● FRAGMENT ŹRÓDŁOWY
<<<<

Przez 11 kolejnych meczów KS Apator Toruń nie był w stanie pokonać Betard Sparty Wrocław w PGE Ekstralidze. Ostatnie zwycięstwo „Aniołów” miało miejsce w połowie kwietnia 2018 roku na Motoarenie. Wówczas gospodarze pokonali Wrocławian nieznacznie 47:43. W piątek 3 maja w spotkaniu 4 kolejki rywalizacji o DMP Torunianie w końcu wygrali u siebie ze Spartą. Zrobili to w sposób spektakularny. Apator wysoko wygrał z Betard Spartą Wrocław 52-38.
Kolejny raz okazało się, iż Piotr Baron prowadzący swoje drużyny przeciwko Betrad Sparcie ma patent na wygrywanie z Wrocławianami. Największego „psikusa” zrobił ekipie ze stolicy Dolnego Śląska remisując ostatni mecz finałowy na Stadionie Olimpijskim w 2017 roku. Dało to wówczas tytuł mistrzowski ekipie Unii Leszno, a Wrocławianie nie uczcili pierwszego sezonu występów na Nowym Olimpijskim (po remoncie stadionu) zdobyciem złotego medalu DMP, który był wówczas dosłownie na wyciągnięcie ręki Spartan.

>>>>

● CEL ZADANIA A
Jakim wynikiem zakończył się piątkowy mecz 3 maja według fragmentu o meczu Apatora ze Spartą?
● CEL ZADANIA B
Proszę podjąć fragment o meczu Apatora ze Spartą od miejsca, w którym się urywa, i napisać jego dalszy ciąg.
Rekordy pochodzą z innego źródła niż tekst.

● MATERIAŁ
<<<<

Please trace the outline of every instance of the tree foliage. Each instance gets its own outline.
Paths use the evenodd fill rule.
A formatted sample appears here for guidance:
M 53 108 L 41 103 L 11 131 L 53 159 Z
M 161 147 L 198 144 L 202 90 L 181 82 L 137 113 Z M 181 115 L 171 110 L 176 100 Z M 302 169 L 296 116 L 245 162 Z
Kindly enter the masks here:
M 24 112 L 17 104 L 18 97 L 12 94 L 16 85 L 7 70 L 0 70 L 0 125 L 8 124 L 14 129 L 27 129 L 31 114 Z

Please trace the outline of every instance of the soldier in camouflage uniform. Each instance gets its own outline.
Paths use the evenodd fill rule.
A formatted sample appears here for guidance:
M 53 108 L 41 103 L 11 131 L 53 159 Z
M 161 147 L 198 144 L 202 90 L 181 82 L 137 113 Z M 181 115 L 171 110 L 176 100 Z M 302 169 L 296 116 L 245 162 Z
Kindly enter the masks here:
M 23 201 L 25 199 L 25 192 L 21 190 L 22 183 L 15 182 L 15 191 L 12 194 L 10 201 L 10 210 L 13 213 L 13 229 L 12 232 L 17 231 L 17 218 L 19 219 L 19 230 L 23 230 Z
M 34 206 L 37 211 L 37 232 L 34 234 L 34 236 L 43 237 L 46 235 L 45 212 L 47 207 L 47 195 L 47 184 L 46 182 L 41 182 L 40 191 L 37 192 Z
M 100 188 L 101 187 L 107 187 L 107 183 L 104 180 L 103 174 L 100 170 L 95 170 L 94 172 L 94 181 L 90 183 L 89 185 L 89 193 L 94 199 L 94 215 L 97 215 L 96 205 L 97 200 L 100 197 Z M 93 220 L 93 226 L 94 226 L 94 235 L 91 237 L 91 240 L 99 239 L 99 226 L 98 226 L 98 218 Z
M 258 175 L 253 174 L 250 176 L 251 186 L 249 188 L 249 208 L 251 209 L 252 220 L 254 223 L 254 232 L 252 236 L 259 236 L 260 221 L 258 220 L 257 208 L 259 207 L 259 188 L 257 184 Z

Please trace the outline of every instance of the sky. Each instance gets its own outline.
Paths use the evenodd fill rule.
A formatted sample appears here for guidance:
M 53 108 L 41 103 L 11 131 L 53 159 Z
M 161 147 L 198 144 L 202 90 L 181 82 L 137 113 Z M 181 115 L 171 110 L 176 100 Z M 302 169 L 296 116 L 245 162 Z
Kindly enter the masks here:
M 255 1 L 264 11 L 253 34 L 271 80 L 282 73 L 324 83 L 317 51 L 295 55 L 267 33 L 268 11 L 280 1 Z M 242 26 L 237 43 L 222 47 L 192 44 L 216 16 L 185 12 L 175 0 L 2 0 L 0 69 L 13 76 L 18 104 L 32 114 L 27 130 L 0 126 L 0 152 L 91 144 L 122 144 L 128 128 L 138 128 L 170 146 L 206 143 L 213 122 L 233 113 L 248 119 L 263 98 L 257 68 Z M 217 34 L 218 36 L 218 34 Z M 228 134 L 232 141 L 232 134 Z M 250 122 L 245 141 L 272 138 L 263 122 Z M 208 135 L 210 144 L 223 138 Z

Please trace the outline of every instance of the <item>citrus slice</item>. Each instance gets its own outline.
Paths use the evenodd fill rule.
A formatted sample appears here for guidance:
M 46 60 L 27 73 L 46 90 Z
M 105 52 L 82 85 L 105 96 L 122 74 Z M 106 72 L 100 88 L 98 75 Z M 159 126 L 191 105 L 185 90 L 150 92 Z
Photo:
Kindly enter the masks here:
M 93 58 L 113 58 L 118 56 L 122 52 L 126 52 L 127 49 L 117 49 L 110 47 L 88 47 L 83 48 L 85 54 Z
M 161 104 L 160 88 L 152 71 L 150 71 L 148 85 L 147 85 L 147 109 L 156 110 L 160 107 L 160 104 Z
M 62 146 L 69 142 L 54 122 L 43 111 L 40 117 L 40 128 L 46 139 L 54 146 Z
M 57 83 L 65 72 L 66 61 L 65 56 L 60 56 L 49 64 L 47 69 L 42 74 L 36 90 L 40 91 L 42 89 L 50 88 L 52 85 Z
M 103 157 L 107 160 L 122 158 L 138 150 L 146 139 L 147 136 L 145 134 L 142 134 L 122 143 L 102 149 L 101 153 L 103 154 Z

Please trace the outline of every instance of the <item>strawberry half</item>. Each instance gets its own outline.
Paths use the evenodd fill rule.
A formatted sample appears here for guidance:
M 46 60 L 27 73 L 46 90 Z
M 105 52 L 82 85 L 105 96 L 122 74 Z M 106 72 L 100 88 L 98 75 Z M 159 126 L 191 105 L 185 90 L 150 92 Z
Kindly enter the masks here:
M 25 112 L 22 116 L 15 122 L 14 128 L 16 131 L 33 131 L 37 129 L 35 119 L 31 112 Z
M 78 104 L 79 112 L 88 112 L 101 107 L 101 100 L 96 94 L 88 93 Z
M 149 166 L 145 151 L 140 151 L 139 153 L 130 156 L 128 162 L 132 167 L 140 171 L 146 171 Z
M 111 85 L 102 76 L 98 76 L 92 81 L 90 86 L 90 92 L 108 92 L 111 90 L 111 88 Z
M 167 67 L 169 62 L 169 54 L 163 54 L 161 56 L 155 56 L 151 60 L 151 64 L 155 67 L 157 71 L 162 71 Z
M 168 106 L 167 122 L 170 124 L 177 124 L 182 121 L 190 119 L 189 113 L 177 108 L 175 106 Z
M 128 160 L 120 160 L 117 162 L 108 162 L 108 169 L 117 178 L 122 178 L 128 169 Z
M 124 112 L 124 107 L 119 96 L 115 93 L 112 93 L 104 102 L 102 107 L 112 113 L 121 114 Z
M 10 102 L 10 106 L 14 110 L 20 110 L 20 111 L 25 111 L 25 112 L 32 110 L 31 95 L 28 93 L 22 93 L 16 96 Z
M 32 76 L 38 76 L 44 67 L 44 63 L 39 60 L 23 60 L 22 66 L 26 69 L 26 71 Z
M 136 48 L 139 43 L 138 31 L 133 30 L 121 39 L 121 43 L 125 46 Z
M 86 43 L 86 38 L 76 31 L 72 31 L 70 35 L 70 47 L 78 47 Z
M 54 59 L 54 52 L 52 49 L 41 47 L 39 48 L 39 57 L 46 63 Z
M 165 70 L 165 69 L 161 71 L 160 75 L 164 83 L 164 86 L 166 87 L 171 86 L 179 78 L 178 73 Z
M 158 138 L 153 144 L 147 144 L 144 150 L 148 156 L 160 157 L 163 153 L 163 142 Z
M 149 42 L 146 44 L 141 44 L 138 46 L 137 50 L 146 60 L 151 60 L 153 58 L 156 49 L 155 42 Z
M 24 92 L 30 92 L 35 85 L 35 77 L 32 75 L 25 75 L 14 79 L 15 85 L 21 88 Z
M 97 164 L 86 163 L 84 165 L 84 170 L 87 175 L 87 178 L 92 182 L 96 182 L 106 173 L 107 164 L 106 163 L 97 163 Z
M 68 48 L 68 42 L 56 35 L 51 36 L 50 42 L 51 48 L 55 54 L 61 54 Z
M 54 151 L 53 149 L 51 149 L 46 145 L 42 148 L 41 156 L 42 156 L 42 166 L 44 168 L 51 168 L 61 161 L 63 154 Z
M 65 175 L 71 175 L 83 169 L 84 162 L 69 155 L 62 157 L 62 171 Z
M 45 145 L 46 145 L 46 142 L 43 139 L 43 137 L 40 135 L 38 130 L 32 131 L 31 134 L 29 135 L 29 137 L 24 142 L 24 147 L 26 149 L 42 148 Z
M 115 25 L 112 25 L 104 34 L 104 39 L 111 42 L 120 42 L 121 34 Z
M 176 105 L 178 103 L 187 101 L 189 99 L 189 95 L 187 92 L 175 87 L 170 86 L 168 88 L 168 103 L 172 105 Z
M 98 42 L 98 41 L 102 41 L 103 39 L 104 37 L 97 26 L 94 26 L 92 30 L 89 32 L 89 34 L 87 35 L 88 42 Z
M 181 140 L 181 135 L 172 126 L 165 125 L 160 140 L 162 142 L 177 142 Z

>>>>

● ODPOWIEDŹ A
Apator wygrał ze Spartą 52-38.

● ODPOWIEDŹ B
Torunianie w piątkowym meczu przełamali tę złą serię i pewnie wygrali z żużlowcami Betard Sparty.
Apator od samego początku prowadził w tym spotkanie. Gospodarze rozpoczęli od mocnego uderzenia pokonując przyjezdnych w dwóch pierwszych biegach podwójnie. Na tablicy wyników było 10-2 i to Wrocławianie musieli gonić wynik. Tylko jak to robić skoro do Torunia przyjechało w zasadzie dwóch i pół zawodników Sparty. Od początku bardzo dobrze na Motoarenie radził sobie Maciej Janowski. „Swoje” punkty zdobywał Artem Łaguta. Nielubiący tego toru Dan Bewley w pierwszym swoim starcie w końcu zanotował zwycięstwo w biegu podczas ligowego meczu w Toruniu.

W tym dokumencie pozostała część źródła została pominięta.